** Opening SELECTED PASSAGE block **
I spent those early diagnosis days reading all I could about CF.  And it scared the shit out of me.   But the days, weeks, months were passing and my girl didn't have so much as a cold.  As a preventative measure we went to CHOP every 2 months and did manual chest percussion therapy on her (bopping her with little cups to try and thin the mucus) and also gave her an inhaler treatment a couple times a day.  Now that was hard.  Thankfully, Kevin really helped with treatments because I just about couldn't take the way Bailey would hold her breath when her little mask would get put on her face and her eyes would flare, she'd kick her legs and I just knew she thought we were trying to suffocate her.  I'd sing to her trying to calm her as my tears fell right on her head.

Around her first birthday, I remember telling someone that she is just the BEST baby but I was in a constant state of anxiety because I kept waiting for the shoe to drop.  The CF shoe.  When my baby would suddenly start starving to death and not be able to breathe.
** Closing SELECTED PASSAGE block **
* [TO DO]:
Please return the stretch of the passage on the early CF diagnosis days from "Around her first" through "able to breathe.", copied word for word. You won't need the items that come next.
** Opening SUPPLIED ENTRIES block **
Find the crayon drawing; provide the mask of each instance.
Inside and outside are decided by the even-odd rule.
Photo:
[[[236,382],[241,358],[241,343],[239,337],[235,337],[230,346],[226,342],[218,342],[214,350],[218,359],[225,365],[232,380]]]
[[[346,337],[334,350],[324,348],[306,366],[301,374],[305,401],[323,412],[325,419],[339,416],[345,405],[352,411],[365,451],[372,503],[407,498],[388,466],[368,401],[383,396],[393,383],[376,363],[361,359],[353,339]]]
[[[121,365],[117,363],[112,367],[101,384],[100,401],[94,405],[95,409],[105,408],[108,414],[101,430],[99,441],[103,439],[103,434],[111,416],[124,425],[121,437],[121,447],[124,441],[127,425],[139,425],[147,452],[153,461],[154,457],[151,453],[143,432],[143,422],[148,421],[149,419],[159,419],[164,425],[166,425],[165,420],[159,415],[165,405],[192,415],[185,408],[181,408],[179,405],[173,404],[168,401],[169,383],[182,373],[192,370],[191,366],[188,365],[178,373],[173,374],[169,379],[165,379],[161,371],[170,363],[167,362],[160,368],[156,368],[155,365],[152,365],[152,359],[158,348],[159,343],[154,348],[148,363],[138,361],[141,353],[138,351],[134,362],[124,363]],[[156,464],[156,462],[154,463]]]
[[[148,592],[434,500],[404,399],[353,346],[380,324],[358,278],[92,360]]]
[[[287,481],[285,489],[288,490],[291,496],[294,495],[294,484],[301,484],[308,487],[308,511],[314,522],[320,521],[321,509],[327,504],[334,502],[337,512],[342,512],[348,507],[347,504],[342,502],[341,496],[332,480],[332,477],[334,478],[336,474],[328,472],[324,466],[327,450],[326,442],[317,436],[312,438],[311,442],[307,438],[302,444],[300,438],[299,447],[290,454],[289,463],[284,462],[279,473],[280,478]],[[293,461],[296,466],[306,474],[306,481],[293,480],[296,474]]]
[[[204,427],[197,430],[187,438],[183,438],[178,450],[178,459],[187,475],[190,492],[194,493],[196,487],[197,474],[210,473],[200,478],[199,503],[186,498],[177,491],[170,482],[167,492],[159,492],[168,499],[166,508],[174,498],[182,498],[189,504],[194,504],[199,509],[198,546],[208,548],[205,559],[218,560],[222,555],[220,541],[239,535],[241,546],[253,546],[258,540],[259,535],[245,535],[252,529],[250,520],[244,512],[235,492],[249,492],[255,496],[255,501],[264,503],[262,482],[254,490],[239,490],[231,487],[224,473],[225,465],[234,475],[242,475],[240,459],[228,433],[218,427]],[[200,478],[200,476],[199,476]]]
** Closing SUPPLIED ENTRIES block **
* [ANSWER TO THIS PROBLEM]:
Around her first birthday, I remember telling someone that she is just the BEST baby but I was in a constant state of anxiety because I kept waiting for the shoe to drop.  The CF shoe.  When my baby would suddenly start starving to death and not be able to breathe.